> **YOUR GOAL**
Print each entry as it appears. Images stay out of the copy.

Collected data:
##############################

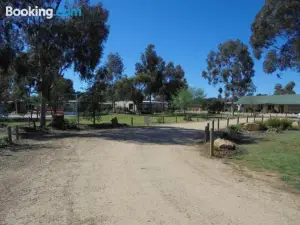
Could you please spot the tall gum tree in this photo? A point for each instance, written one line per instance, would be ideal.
(276, 35)
(54, 45)
(232, 66)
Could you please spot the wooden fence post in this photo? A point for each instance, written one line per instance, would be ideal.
(206, 134)
(17, 132)
(9, 135)
(211, 152)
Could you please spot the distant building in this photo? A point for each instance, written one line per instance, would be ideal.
(145, 107)
(270, 104)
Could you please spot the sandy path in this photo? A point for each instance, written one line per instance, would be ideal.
(93, 179)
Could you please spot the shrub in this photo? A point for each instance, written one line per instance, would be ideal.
(286, 124)
(159, 120)
(273, 123)
(114, 121)
(234, 128)
(262, 125)
(187, 118)
(3, 142)
(70, 124)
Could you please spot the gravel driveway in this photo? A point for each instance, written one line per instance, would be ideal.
(132, 177)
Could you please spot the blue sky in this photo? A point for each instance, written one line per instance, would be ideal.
(183, 32)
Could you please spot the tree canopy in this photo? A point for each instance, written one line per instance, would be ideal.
(53, 45)
(187, 96)
(232, 66)
(287, 90)
(276, 30)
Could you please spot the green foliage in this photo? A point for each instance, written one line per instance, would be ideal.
(70, 124)
(57, 44)
(277, 20)
(234, 128)
(275, 152)
(286, 124)
(287, 90)
(187, 96)
(159, 120)
(262, 125)
(213, 105)
(187, 117)
(114, 121)
(3, 142)
(231, 66)
(273, 123)
(282, 124)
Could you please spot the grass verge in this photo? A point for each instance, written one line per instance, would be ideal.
(278, 153)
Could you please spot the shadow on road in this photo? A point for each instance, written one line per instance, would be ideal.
(145, 135)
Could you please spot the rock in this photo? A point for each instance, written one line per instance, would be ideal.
(251, 126)
(222, 144)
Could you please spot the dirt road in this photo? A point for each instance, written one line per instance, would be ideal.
(133, 177)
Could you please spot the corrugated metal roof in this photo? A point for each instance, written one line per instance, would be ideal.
(271, 99)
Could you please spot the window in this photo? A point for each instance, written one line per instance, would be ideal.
(294, 108)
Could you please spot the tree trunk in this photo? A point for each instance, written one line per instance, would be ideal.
(43, 112)
(150, 104)
(16, 106)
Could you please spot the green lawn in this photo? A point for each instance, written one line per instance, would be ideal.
(138, 120)
(278, 153)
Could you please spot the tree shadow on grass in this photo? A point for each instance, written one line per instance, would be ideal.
(144, 135)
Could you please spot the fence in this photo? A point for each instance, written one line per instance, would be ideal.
(209, 131)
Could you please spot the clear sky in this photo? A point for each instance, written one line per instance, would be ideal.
(183, 32)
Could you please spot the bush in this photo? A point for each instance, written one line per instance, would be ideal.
(70, 124)
(286, 124)
(262, 125)
(187, 118)
(234, 128)
(282, 124)
(3, 142)
(273, 123)
(159, 120)
(114, 121)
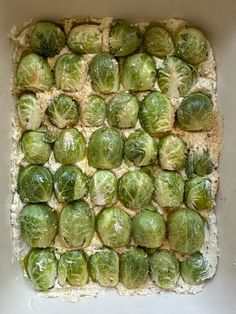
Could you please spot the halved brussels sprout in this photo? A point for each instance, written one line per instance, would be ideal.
(134, 268)
(103, 188)
(29, 111)
(35, 184)
(34, 73)
(38, 224)
(195, 269)
(76, 224)
(164, 269)
(141, 148)
(139, 72)
(72, 268)
(47, 39)
(104, 73)
(93, 111)
(198, 194)
(158, 42)
(104, 267)
(156, 113)
(191, 45)
(169, 189)
(105, 149)
(41, 267)
(114, 227)
(172, 152)
(185, 229)
(70, 72)
(70, 147)
(135, 189)
(195, 113)
(122, 110)
(86, 38)
(70, 183)
(149, 229)
(35, 148)
(63, 111)
(123, 39)
(175, 77)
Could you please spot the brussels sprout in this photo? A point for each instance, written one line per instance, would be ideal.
(103, 188)
(70, 183)
(156, 113)
(72, 267)
(63, 111)
(172, 152)
(35, 184)
(93, 111)
(175, 77)
(191, 45)
(185, 229)
(141, 148)
(34, 147)
(114, 227)
(29, 112)
(149, 229)
(76, 224)
(198, 194)
(158, 42)
(104, 73)
(195, 113)
(133, 268)
(105, 149)
(70, 147)
(122, 110)
(34, 73)
(195, 269)
(123, 39)
(41, 267)
(169, 189)
(85, 38)
(47, 39)
(104, 267)
(135, 189)
(70, 72)
(139, 72)
(164, 269)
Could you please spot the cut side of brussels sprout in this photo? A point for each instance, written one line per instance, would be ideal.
(123, 39)
(34, 73)
(134, 268)
(195, 113)
(76, 224)
(86, 38)
(185, 229)
(63, 111)
(135, 189)
(104, 267)
(70, 72)
(156, 113)
(35, 184)
(72, 268)
(164, 269)
(70, 183)
(38, 225)
(114, 227)
(105, 149)
(47, 39)
(139, 72)
(104, 73)
(122, 110)
(158, 42)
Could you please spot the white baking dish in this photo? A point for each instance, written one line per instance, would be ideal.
(218, 19)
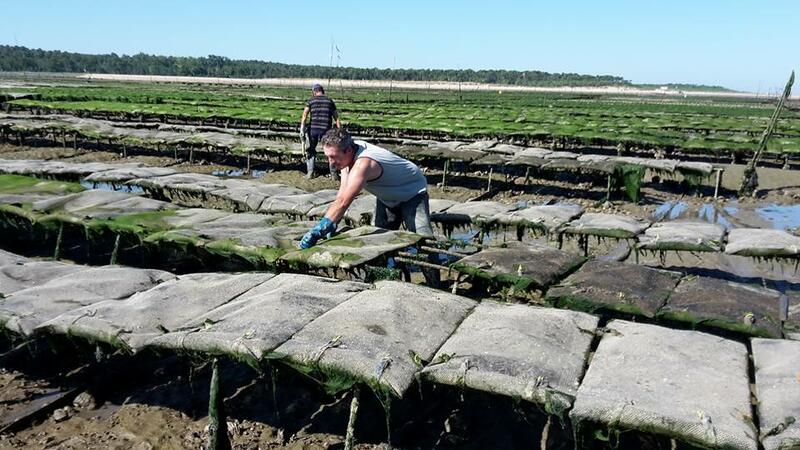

##############################

> **OUTPUT FOR THIS TASK**
Could you please spot the tall gum tree in this photo? A point for each instance, written one line per instance, would be ideal.
(276, 35)
(54, 45)
(232, 66)
Could you please spot the wooden fence post in this photo? A point for each instance, written one line per instance, would be ideal.
(206, 134)
(17, 132)
(9, 135)
(211, 152)
Could you please spot the distant building in this photo? A point for each instance, written one line per instance, would be ideal.
(145, 107)
(270, 104)
Could you please spot the sandy path in this photo? A point for each instance, written one line per instance, would be ideal.
(93, 179)
Could you please spot the shrub in this photo? A point for each instance, written one line per instance, would be ideal.
(286, 124)
(159, 120)
(273, 123)
(114, 121)
(234, 128)
(262, 125)
(187, 118)
(3, 142)
(70, 124)
Could you please spot the gravel driveway in this photo? A point for each instance, written one line per instance, would be ideal.
(132, 177)
Could you please spot the blue sky in this photo? A point for each instance, written one line per instance, would be ideal.
(183, 32)
Could you please spot the tree canopy in this photo? A point for each instance, written one line per instance, would be ideal.
(53, 45)
(187, 96)
(232, 66)
(287, 90)
(276, 30)
Could you please spot the green foliage in this photo? A point for each instance, written one line per instance, would be ideal.
(70, 124)
(57, 44)
(277, 20)
(234, 128)
(275, 152)
(286, 124)
(287, 90)
(187, 96)
(159, 120)
(262, 125)
(213, 105)
(187, 117)
(114, 121)
(3, 142)
(231, 66)
(273, 123)
(282, 124)
Could you please spot the grass verge in this photo? A point for each instance, written one line per instance, would be ideal.
(278, 153)
Could you please spot the shadow on road in this photo? A point for each instance, written one line per instance, would be ideal.
(145, 135)
Could you please spot the rock in this photo? A point for each instance, written one line per instance, would be ideal.
(251, 126)
(222, 144)
Could you please spot the dirt road in this photo? A point for each instance, written one line per instance, would be ideal.
(133, 177)
Could you please spot the corrugated metal roof in this photo? A point for each instance, written one line per instance, would be ideal.
(271, 99)
Could you please spot the window in this photo? A point for each instance, written one line per instance, would be ideal.
(294, 108)
Could you please spot the tree trunk in this photo? A point for each instance, written one line per instance, would be ideal.
(43, 112)
(150, 104)
(16, 106)
Could you please spot the green lawn in this photo? A point for each instance, written one line per instance, would be ideal.
(138, 120)
(278, 153)
Could you please spot the tree shadow on grass in this photo? A point for each instance, written one line per instance, would be ideal.
(144, 135)
Could you please spot the fence in this photo? A point for each instance, written one line per instance, would be ideal.
(209, 131)
Could you please spot the clear sky in this photo? A point for each instance, written one line per instance, would be ideal.
(183, 32)
Could you please spot the bush in this photo? A point for each instance, written one line per instance, would be ideal.
(70, 124)
(286, 124)
(262, 125)
(187, 118)
(234, 128)
(282, 124)
(3, 142)
(273, 123)
(159, 120)
(114, 121)
Could you please spot the halved brussels sprout in this photo? A point for each instance, written one line per instance, would be ideal.
(134, 268)
(103, 188)
(29, 111)
(35, 184)
(34, 73)
(38, 224)
(195, 269)
(76, 224)
(164, 269)
(141, 148)
(139, 72)
(72, 268)
(47, 39)
(104, 73)
(93, 111)
(198, 194)
(158, 42)
(104, 267)
(156, 113)
(191, 45)
(169, 189)
(105, 149)
(41, 267)
(114, 227)
(172, 152)
(185, 229)
(70, 72)
(70, 147)
(135, 189)
(195, 113)
(122, 110)
(86, 38)
(70, 183)
(149, 229)
(35, 148)
(63, 111)
(123, 39)
(175, 77)
Could you please spot the brussels sprout in this photo? A point for each instance, written one line per instance, would be ideal.
(103, 188)
(70, 183)
(156, 113)
(72, 267)
(63, 111)
(172, 152)
(35, 184)
(93, 111)
(175, 77)
(191, 45)
(185, 229)
(141, 148)
(34, 147)
(114, 227)
(29, 112)
(149, 229)
(76, 224)
(198, 194)
(158, 42)
(104, 73)
(195, 113)
(133, 268)
(105, 149)
(70, 147)
(122, 110)
(34, 73)
(195, 269)
(123, 39)
(41, 267)
(169, 189)
(85, 38)
(47, 39)
(104, 267)
(135, 189)
(70, 72)
(139, 72)
(164, 269)
Could you please spot the cut side of brussels sprout in this photo? A point for each instance, written one line per instance, would be ideal.
(123, 39)
(34, 73)
(134, 268)
(195, 113)
(76, 224)
(86, 38)
(185, 229)
(63, 111)
(135, 189)
(104, 267)
(70, 72)
(156, 113)
(35, 184)
(72, 268)
(164, 269)
(70, 183)
(38, 225)
(114, 227)
(105, 149)
(47, 39)
(139, 72)
(104, 73)
(122, 110)
(158, 42)
Could you please spot the white baking dish in this photo? A point for each instance, written one line per instance, would be ideal.
(218, 19)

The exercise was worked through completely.